**Page extract**.

****

For many Nigerians, 2024 has been a difficult year. The country’s inflation rate surged for the third straight month in November, reaching 34.6%, the highest level in over 28 years, as reported by the national statistics agency.
This inflation spike has been exacerbated by recent floods in the northern regions, which have led to substantial increases in the prices of essential food items such as yam, corn, and rice. Furthermore, rising gasoline prices have added more pressure to the economic situation in Africa’s top crude oil producer.
President Bola Tinubu’s decision to allow the naira’s devaluation and to remove fuel subsidies to spur economic growth has been characterized as a necessary but challenging solution for an economy long overdue for reforms.
In an exclusive interview, Finance Minister Wale Edun, who has been at the forefront of these reforms since taking office in August 2023, shares with African Business his views on why he believes the economy is on the verge of recovery and how sticking to this path will benefit Nigeria in 2025 and beyond.
After a tough year, you are tasked with stabilizing and revitalizing the economy. With the reforms your administration has put in place, are you optimistic about Nigeria’s economic prospects in 2025?

****

**Data section**.
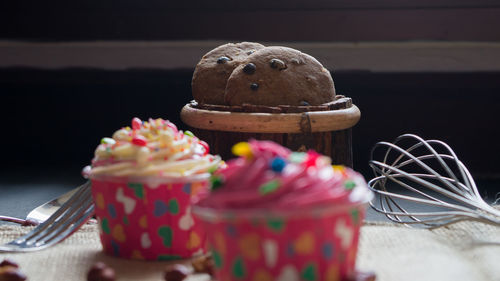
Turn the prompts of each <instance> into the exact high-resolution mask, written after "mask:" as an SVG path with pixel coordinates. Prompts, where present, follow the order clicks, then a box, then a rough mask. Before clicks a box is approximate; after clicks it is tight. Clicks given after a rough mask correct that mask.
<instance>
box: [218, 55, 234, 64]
mask: <svg viewBox="0 0 500 281" xmlns="http://www.w3.org/2000/svg"><path fill="white" fill-rule="evenodd" d="M230 60H231V59H230V58H228V57H225V56H222V57H220V58H218V59H217V63H218V64H223V63H226V62H227V61H230Z"/></svg>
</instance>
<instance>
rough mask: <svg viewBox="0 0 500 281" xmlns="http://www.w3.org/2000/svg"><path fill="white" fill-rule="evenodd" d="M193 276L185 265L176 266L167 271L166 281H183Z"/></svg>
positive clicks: (172, 265) (166, 275)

****

**Job item A**. Write out the passage on Nigeria's economy in full, word for word.
**Job item B**. In the entries, rewrite the lines from the one with "</instance>" through the final line of the entries, putting "negative" where "positive" appears and changing nothing else. Give only those lines.

**Response box A**.
For many Nigerians, 2024 has been a difficult year. The country’s inflation rate surged for the third straight month in November, reaching 34.6%, the highest level in over 28 years, as reported by the national statistics agency.
This inflation spike has been exacerbated by recent floods in the northern regions, which have led to substantial increases in the prices of essential food items such as yam, corn, and rice. Furthermore, rising gasoline prices have added more pressure to the economic situation in Africa’s top crude oil producer.
President Bola Tinubu’s decision to allow the naira’s devaluation and to remove fuel subsidies to spur economic growth has been characterized as a necessary but challenging solution for an economy long overdue for reforms.
In an exclusive interview, Finance Minister Wale Edun, who has been at the forefront of these reforms since taking office in August 2023, shares with African Business his views on why he believes the economy is on the verge of recovery and how sticking to this path will benefit Nigeria in 2025 and beyond.
After a tough year, you are tasked with stabilizing and revitalizing the economy. With the reforms your administration has put in place, are you optimistic about Nigeria’s economic prospects in 2025?

**Response box B**.
</instance>
<instance>
rough mask: <svg viewBox="0 0 500 281" xmlns="http://www.w3.org/2000/svg"><path fill="white" fill-rule="evenodd" d="M193 276L185 265L176 266L167 271L166 281H183Z"/></svg>
negative clicks: (172, 265) (166, 275)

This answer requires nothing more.